** Begin INFORMATION GIVEN **

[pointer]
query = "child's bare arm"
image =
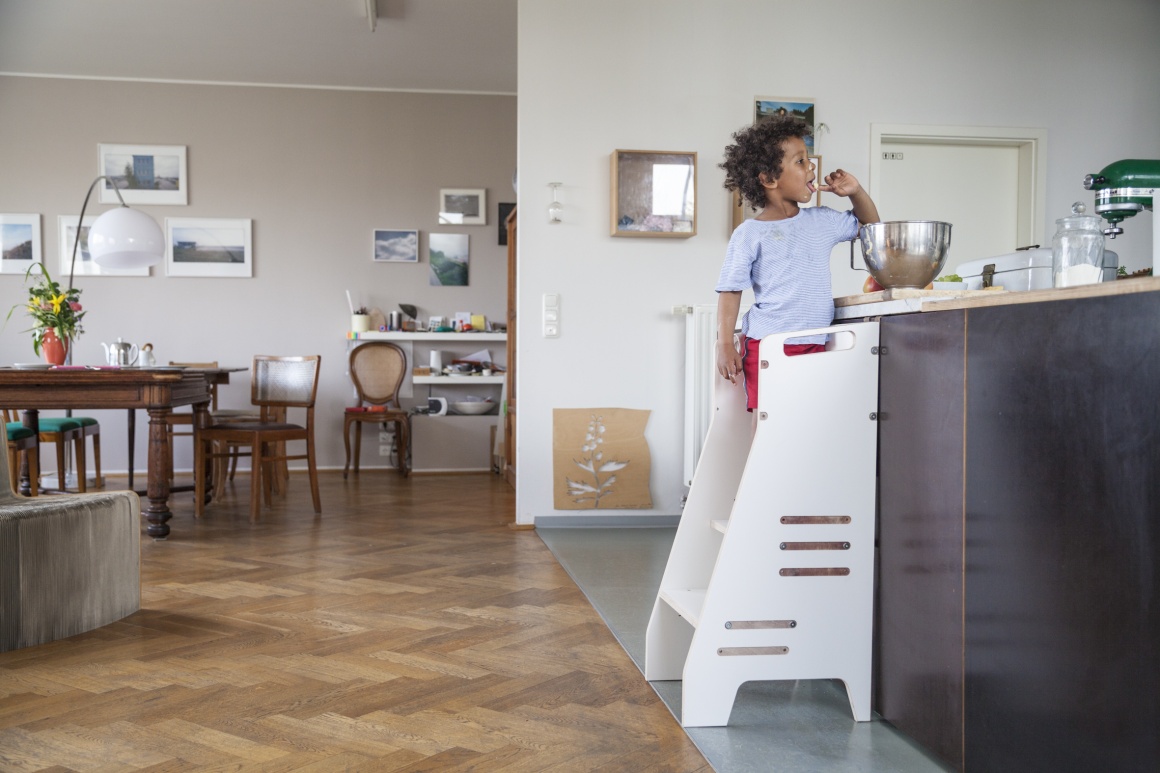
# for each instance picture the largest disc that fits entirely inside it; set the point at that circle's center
(729, 359)
(843, 183)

** End INFORMATION GIVEN **

Copy every line of the data above, with each coordinate in the answers raised by 93, and leave the pictures out.

[pointer]
query = "child's bare arm"
image =
# for each instance picture the largest disc that fits entirely inside it; set the point at that circle's center
(822, 452)
(936, 276)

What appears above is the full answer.